O efeito multiplicador
exponencial, porém, funcionaria a partir de 2003, com Lula e seus agentes
aloprados (mas tão vivos, inteligentes e inescrupulosos quanto seus parceiros
de negócios do outro lado do balcão estatal). Todas as amarras do controle
externo foram liberadas graças aos programas de transferência de renda e de
inclusão social.
Esses programas foram iniciados
sob o império de FHC, mas mantidos em nível discreto pela idiossincrasia tucana
pelo povo, cujo cheiro não recomendava a essas aves de bela plumagem maior
aproximação.
Lula é povo e seus cônsules
petistas dispunham (e ainda dispõem, já que permanecem com Dilma no poder) de
ferramentas para seduzir, convencer e amortecer a grande clientela nacional. Um
tanto de programas com um naco de recursos foi o bastante para engordar
paquidermicamente a classe média made by PT, desde que seus integrantes se
acomodem na faixa de rendimentos de até dois salários mínimos. Nada além de 700
dólares, o que, nos Estados Unidos e outros países de renda próxima, jamais
poderia ser traduzido por classe média.

Dados em estudo>
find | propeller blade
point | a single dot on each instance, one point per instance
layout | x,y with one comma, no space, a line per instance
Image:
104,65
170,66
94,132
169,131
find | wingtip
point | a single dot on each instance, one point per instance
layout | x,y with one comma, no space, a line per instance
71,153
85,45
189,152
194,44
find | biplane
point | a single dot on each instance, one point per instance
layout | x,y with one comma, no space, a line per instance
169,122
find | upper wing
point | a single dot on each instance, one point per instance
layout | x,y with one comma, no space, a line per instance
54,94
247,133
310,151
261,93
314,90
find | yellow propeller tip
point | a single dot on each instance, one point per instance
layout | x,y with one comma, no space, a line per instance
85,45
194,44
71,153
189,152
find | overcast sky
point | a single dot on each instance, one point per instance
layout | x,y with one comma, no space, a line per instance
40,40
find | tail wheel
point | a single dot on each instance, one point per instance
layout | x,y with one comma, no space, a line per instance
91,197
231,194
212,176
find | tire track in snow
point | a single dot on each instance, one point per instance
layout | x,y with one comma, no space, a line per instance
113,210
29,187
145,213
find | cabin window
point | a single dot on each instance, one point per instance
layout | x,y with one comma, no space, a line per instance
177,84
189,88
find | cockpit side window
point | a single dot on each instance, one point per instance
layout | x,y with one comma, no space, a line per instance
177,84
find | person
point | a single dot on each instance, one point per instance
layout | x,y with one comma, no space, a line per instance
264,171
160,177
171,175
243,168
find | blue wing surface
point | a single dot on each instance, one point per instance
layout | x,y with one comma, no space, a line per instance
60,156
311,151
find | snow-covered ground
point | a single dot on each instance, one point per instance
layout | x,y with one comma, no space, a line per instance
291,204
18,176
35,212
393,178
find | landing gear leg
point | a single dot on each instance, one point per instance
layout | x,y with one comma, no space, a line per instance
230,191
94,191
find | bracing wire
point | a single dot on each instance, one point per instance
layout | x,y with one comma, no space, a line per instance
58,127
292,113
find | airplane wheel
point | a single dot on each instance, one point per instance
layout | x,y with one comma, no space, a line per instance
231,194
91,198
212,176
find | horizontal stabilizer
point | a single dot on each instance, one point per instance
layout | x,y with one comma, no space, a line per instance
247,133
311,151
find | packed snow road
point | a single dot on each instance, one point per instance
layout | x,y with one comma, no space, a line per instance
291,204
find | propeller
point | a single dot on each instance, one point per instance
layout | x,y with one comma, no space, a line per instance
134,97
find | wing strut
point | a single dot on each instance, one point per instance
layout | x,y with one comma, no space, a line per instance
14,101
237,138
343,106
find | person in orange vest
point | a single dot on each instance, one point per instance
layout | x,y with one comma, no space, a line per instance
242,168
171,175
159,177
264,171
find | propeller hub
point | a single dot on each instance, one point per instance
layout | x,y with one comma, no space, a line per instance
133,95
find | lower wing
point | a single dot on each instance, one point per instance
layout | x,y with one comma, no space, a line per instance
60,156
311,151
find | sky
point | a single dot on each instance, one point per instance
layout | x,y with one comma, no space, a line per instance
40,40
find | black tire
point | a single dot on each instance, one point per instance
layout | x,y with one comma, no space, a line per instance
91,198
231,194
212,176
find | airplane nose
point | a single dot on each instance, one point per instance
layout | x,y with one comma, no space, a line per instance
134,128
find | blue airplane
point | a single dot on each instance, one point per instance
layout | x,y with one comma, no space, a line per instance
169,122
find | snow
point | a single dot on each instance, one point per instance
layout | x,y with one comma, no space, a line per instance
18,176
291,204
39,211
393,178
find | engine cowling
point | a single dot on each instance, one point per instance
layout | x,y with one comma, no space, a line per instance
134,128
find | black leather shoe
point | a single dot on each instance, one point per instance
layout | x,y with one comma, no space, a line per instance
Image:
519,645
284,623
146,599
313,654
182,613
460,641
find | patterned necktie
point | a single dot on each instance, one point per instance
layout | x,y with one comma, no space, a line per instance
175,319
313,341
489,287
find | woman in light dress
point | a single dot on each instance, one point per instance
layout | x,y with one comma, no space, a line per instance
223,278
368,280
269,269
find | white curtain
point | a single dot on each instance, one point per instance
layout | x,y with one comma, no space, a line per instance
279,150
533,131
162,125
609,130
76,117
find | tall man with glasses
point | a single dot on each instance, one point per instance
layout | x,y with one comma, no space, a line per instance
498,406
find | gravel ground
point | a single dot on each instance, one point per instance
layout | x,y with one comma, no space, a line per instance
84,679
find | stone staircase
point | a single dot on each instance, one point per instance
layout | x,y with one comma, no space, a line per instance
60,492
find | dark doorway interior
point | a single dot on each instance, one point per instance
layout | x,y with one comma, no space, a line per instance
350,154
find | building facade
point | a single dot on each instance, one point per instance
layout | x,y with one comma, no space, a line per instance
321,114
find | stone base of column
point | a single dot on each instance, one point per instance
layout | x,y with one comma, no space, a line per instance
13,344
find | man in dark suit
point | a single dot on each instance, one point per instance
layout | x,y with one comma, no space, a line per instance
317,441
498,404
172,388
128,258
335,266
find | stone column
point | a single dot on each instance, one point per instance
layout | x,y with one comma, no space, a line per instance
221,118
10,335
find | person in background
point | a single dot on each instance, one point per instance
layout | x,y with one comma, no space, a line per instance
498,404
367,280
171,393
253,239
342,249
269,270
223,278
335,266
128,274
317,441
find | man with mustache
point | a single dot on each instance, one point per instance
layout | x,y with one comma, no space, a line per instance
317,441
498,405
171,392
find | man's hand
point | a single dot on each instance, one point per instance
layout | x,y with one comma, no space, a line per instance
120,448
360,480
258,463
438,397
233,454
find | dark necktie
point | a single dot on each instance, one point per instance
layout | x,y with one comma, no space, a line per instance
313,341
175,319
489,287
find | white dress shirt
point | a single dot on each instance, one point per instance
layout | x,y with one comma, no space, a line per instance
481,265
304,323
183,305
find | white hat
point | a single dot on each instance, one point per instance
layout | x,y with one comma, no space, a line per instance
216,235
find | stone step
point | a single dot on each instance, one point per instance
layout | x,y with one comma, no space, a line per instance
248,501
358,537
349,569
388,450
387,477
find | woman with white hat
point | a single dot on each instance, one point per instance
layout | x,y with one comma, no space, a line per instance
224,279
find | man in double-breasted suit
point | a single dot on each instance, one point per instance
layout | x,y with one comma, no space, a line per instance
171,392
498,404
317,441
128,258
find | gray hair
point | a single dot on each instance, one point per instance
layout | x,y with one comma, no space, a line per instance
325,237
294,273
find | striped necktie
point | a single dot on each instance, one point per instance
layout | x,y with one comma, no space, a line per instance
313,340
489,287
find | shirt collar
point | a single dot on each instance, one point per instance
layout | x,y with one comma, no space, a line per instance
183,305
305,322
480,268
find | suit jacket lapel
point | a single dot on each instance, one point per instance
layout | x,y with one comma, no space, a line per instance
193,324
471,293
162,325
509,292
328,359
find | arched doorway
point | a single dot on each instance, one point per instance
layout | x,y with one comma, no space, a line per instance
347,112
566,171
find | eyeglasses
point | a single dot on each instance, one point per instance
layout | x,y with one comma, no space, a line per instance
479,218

Enunciado da tarefa>
Para cada afirmação a seguir, responda sim ou não conforme ela concorde ou não com o trecho, e cite literalmente as palavras do trecho que decidem a resposta.
1. Os programas de transferência de renda e de inclusão social foram iniciados no governo de FHC.
2. O efeito multiplicador exponencial começou a funcionar antes de 2003.
3. O trecho afirma que uma renda de até 700 dólares poderia ser chamada de classe média nos Estados Unidos.

Resultado do exercício>
1. Sim: "Esses programas foram iniciados sob o império de FHC".
2. Não: "O efeito multiplicador exponencial, porém, funcionaria a partir de 2003, com Lula e seus agentes aloprados".
3. Não: "Nada além de 700 dólares, o que, nos Estados Unidos e outros países de renda próxima, jamais poderia ser traduzido por classe média."